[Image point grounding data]
/---

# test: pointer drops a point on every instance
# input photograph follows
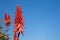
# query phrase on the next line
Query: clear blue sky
(42, 18)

\---

» **What is required**:
Reproduce the data word for word; no pictures.

» **Output of the task**:
# test: pointer drops a point on every instance
# input photograph follows
# query phrase on the next line
Query: clear blue sky
(42, 18)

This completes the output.